The records that follow are to be repeated exactly, with the pictures removed.

[Dataset entries]
------------------------

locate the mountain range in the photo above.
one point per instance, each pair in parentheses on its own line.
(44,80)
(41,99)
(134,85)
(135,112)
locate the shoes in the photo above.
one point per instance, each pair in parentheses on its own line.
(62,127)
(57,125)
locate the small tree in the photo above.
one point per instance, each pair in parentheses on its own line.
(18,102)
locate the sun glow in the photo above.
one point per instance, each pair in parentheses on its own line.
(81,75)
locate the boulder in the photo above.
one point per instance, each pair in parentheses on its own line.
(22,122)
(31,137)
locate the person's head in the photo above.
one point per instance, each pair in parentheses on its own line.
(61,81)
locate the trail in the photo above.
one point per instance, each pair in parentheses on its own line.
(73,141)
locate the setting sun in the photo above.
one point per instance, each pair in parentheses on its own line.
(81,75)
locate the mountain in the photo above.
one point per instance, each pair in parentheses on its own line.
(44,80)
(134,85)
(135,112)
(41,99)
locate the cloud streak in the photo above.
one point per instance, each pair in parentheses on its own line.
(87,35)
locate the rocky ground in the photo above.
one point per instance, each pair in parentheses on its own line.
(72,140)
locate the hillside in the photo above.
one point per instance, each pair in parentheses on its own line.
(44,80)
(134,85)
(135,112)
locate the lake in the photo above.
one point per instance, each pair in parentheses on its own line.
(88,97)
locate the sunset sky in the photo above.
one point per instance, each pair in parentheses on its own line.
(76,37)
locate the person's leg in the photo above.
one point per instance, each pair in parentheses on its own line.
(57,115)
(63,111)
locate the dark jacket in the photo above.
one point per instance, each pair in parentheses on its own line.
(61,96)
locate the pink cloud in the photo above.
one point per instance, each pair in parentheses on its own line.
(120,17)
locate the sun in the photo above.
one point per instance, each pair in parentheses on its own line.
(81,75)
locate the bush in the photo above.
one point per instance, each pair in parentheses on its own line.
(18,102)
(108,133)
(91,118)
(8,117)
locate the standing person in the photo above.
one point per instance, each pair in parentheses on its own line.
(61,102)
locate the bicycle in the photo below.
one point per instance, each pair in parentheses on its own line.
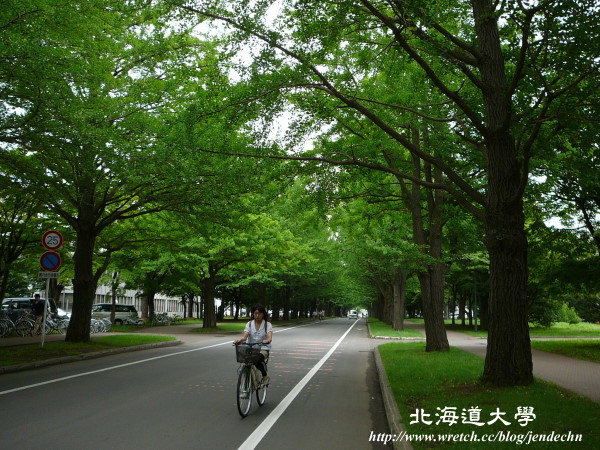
(249,378)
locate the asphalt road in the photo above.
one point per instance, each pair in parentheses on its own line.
(324,394)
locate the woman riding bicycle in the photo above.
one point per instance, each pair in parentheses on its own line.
(259,330)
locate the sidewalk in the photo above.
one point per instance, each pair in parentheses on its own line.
(581,377)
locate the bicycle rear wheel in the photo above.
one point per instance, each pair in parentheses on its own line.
(244,392)
(261,394)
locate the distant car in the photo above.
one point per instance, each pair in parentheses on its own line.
(62,313)
(122,312)
(15,307)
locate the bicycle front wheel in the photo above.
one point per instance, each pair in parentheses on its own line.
(244,392)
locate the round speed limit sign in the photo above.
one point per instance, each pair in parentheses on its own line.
(52,240)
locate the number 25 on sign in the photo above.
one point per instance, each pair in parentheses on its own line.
(52,240)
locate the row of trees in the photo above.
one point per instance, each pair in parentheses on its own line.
(148,134)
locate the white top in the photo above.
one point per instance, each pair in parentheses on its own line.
(260,334)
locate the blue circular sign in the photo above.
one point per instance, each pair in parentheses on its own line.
(50,261)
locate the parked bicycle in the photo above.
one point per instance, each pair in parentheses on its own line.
(249,378)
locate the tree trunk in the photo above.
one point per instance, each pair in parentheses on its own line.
(208,295)
(399,289)
(508,361)
(84,287)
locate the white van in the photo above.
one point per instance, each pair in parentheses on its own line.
(122,312)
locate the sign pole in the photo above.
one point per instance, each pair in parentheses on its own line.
(50,262)
(46,304)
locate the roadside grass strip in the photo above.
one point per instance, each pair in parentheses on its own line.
(584,349)
(441,393)
(381,329)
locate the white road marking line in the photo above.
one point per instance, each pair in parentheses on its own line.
(259,433)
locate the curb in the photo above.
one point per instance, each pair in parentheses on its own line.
(392,413)
(84,356)
(397,428)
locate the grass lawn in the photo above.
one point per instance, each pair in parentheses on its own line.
(34,352)
(585,349)
(443,387)
(557,329)
(379,328)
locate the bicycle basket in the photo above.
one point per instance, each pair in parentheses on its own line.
(247,354)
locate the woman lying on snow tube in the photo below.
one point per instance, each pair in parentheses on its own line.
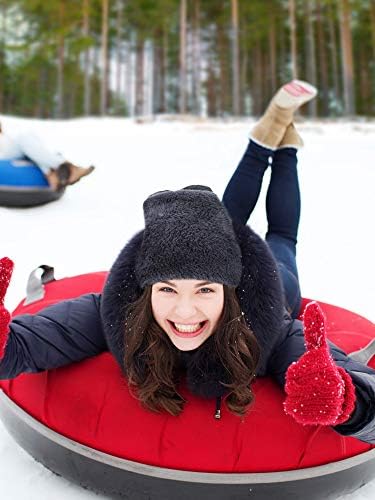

------------------------

» **REPLY**
locate the mountain range in the photo above.
one point per instance, each pair in parentheses on its own line.
(44,80)
(41,99)
(134,85)
(135,112)
locate the shoes in the photo above.
one point per instance, each pair in parentheses on its own line.
(62,127)
(57,125)
locate the small tree in the photo above.
one point per instance, each pair in parentheses on its own line.
(18,102)
locate the sun glow in the photo above.
one point per instance, each pair in parentheses on its own line.
(81,75)
locate the boulder in the photo above.
one point per instance, each pair in parentheses on its own line.
(22,122)
(31,137)
locate the person's head in the photo above.
one point per instance, each pair in parentheses on its own line.
(61,81)
locate the trail in the photo above.
one point per instance, each pair in parentheses on its own line.
(73,141)
locate the setting sun in the photo above.
one point per instance, each pair in parentheses on its own line.
(81,75)
locate the mountain in the photo above.
one point per instance, each pair in parentheses on its own line.
(44,80)
(134,85)
(135,112)
(41,99)
locate the cloud streak in the photo above.
one point per instance, each pair in parentheses on its own line.
(87,35)
locate the rocky ground in the photo above.
one point per instance, each pair in parentheses on its own line.
(72,140)
locate the hillside in the photo above.
one point per instance, each pair in parentheses on its own line.
(44,80)
(134,85)
(135,112)
locate the lake in the photo above.
one point per instance, each pair in parentheses on its own line.
(88,97)
locate the sunset sky in the photo above.
one point per instance, each pair in parentheses on its own line.
(76,37)
locate the person's leg in the photo above.
one point per instance, each pair in parentheses on its own line.
(57,115)
(63,111)
locate the dark jacket in the photo above.
one point per instance, each pair in parentheses on its own line.
(61,96)
locate the pink cloud in the photo above.
one point per instance, each pair in parentheses on its own line.
(120,17)
locate the sun in the photo above.
one point per instance, each pair in parentheses on its own line.
(81,75)
locate the bush in the photo above.
one point per instance, each pair in parentheses on its own line.
(18,102)
(108,133)
(91,118)
(8,117)
locate the standing person in the photo above.
one point per instance, each pair in parentheses on its own line.
(61,102)
locate the bicycle in the photo below.
one point per instance, each pair in parentheses on its own line.
(249,378)
locate the asphalt road in the photo above.
one point per instance, each pair in parentheses on its own line.
(324,394)
locate the woman riding bicycle in the photo above.
one point per instance, each pair in parentheses on its own line.
(259,330)
locate the sidewalk in the photo above.
one point per instance, each pair in parentheses on its own line.
(581,377)
locate the bicycle rear wheel in the photo above.
one point per instance, each pair in parentheses on its own line.
(244,392)
(261,394)
locate the distant car in the photo above.
one point per instance, each pair in parentheses on its own line.
(62,313)
(122,312)
(15,307)
locate the bicycle front wheel in the photo above.
one point per instance, each pair in parentheses on its own line.
(244,392)
locate the round speed limit sign in the photo above.
one point per instance, each pair in parentheses on its own line.
(52,240)
locate the number 25 on sign in the photo above.
one point per instance, each pair in parentheses on its own line.
(52,240)
locate the row of trees in the photo above.
one point per instance, each pair in parentheses on its own line.
(148,134)
locate the white top in the photo above.
one point per instance, each pair in parentheses on its own line.
(260,334)
locate the blue circular sign in the photo above.
one point per instance, each pair in parentheses on its own line.
(50,261)
locate the parked bicycle in the photo above.
one point per instance, each pair in parentheses on its own line.
(249,378)
locate the tree trunk in the photo above.
one point per instance, each pair in parentheses on its own line.
(208,295)
(399,289)
(508,361)
(84,287)
locate the white van in the photo above.
one point per instance, each pair in parentheses on its own line.
(122,312)
locate the sign pole in the photo above.
one point per instance, each pair in parentheses on its own line.
(50,262)
(46,304)
locate the roadside grass strip in the photo above.
one point per instance, each pair in parentheses on its own line.
(584,349)
(441,393)
(381,329)
locate the white road marking line in the photo above.
one point per instance, each pair in parentheses on its own line.
(259,433)
locate the curb in the photo above.
one point per instance, each pair in parentheses on its own line.
(392,413)
(84,356)
(397,428)
locate the grass lawn in the photo above.
one point per instance, each pair in parentheses on its own line.
(34,352)
(585,349)
(443,387)
(557,329)
(379,328)
locate the bicycle basket in the photo above.
one point per instance, each pair in parentheses on its own line.
(247,354)
locate the woman lying on snow tube in the photo below.
one point per instance, each pair in parentheses on its own line.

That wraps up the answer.